:: LESETEXT ::
• • • •

Die Pflege sucht dringend Auszubildende. Allerdings brechen viele Menschen ihre Pflegeausbildung vorzeitig ab: Laut einem Review des Bundesinstituts für Berufsbildung (BIBB) aus dem Jahr 2021 steigen deutschlandweit etwa 25 Prozent der Auszubildenden vorzeitig aus.
Besonders dramatisch wirkt sich das in der Pflege aus, wo der seit langem bestehende Fachkräftemangel die Ausbildung neuer Pflegender dringend notwendig macht.
Unterstützung in der Ausbildung
Hier setzt die sogenannte ganzheitliche Betreuung an, die im Rahmen des Bürgergeldgesetzes ab dem 1. Juli 2023 verfügbar ist. Mit der ganzheitlichen Betreuung (§ 16k SGB II) sollen Menschen beim Aufbau ihrer Erwerbsfähigkeit unterstützt werden, auch eine Begleitung von jungen Menschen während einer Ausbildung ist möglich.
Ziel der Begleitung ist es, dass angehende Pflegefachpersonen auch bei individuellen Schwierigkeiten die Ausbildung erfolgreich abschließen können.

• • • •

:: AUFGABEN ::
[1] Beantworte anhand des Textes über die Pflegeausbildung diese drei Fragen.
(a) Welches Institut hat das genannte Review veröffentlicht, und aus welchem Jahr stammt es?
(b) Wie viele Auszubildende steigen laut diesem Review deutschlandweit vorzeitig aus?
(c) Ab welchem Datum ist die ganzheitliche Betreuung verfügbar?
[2] Nenne alle verschiedenen Wörter im Text über die Pflegeausbildung, die mit „Pflege“ beginnen.

:: AUFGELISTETE ZEILEN ::

• • • •

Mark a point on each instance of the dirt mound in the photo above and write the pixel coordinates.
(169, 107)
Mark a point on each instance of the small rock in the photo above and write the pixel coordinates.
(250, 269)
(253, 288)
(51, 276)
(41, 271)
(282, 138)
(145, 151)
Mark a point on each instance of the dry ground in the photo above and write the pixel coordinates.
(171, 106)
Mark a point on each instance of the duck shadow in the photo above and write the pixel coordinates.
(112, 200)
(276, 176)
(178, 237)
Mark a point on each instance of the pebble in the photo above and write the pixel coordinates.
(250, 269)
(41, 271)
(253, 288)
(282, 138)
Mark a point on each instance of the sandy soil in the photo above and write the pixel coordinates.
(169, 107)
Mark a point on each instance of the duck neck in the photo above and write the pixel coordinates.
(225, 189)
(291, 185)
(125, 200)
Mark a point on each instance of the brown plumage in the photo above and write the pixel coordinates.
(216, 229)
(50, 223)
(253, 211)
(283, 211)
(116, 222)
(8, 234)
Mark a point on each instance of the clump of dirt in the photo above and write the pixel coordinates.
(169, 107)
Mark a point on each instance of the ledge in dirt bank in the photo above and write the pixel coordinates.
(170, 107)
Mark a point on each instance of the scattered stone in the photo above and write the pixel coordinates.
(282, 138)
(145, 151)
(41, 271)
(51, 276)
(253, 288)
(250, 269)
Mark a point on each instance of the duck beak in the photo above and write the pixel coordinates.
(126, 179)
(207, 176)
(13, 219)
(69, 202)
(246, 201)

• • • •

:: DIE ANTWORTEN ::
[1]
(a) Das Bundesinstitut für Berufsbildung (BIBB), aus dem Jahr 2021.
(b) Etwa 25 Prozent.
(c) Ab dem 1. Juli 2023.

[2] Pflege, Pflegeausbildung, Pflegender, Pflegefachpersonen